_Instructions to follow_
Below are the records; copy exactly the stretch from the line containing "Q. Locate the car windshield;" through the line containing "Q. Locate the field;", both ends included, and nothing else.

_Recorded data_
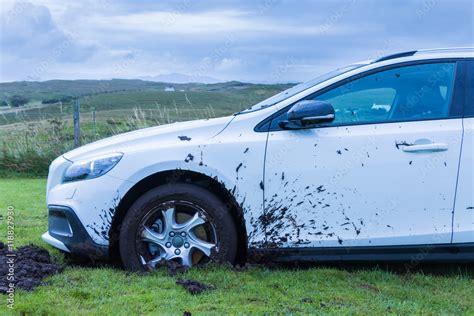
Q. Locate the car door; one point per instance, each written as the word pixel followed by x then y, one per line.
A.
pixel 382 173
pixel 463 225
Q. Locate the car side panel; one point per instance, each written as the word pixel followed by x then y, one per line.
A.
pixel 463 225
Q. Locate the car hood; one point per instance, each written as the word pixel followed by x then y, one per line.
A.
pixel 164 135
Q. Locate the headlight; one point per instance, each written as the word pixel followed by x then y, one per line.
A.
pixel 91 168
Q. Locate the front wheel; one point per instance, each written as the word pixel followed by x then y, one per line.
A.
pixel 181 222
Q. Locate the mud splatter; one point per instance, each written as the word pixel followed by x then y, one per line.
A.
pixel 238 167
pixel 189 158
pixel 184 138
pixel 106 216
pixel 32 265
pixel 404 143
pixel 194 287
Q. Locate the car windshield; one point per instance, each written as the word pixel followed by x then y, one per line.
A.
pixel 299 88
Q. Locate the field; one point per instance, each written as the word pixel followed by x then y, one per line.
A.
pixel 33 135
pixel 444 289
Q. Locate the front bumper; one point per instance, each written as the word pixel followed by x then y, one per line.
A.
pixel 66 232
pixel 81 213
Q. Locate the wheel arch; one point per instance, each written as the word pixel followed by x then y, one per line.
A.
pixel 171 177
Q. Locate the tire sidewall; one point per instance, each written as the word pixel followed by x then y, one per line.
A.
pixel 216 212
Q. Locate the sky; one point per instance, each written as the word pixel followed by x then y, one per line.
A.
pixel 210 40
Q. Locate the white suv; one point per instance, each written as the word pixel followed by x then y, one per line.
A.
pixel 373 161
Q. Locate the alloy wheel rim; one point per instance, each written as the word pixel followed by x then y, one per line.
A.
pixel 164 238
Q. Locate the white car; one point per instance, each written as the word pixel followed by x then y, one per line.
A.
pixel 373 161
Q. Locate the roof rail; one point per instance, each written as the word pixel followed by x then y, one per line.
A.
pixel 397 55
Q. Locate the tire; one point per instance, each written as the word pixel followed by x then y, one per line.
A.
pixel 141 249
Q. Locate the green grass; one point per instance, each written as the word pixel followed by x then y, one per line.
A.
pixel 327 290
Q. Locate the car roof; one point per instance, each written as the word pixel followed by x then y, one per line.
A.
pixel 435 53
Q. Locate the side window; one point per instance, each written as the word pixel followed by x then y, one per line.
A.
pixel 407 93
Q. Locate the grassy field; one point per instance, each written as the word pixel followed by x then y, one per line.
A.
pixel 446 289
pixel 33 135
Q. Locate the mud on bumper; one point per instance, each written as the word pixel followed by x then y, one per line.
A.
pixel 67 233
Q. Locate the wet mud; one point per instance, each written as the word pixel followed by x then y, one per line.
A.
pixel 194 287
pixel 25 267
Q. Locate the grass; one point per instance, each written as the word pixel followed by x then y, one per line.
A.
pixel 31 137
pixel 327 290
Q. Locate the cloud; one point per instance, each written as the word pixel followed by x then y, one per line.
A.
pixel 260 40
pixel 30 36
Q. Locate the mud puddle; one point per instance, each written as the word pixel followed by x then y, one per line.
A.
pixel 25 268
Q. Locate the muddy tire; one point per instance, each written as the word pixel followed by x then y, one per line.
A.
pixel 180 222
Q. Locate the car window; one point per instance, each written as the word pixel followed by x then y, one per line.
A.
pixel 407 93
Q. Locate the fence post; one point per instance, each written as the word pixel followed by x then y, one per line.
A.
pixel 77 124
pixel 94 123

_Response to this task_
Q. Locate the car windshield; one point per instance, each written as the word pixel followed by x then y, one per line.
A.
pixel 299 88
Q. Locate the field; one point per instance, each written as the word pixel followed by x then y, one per line.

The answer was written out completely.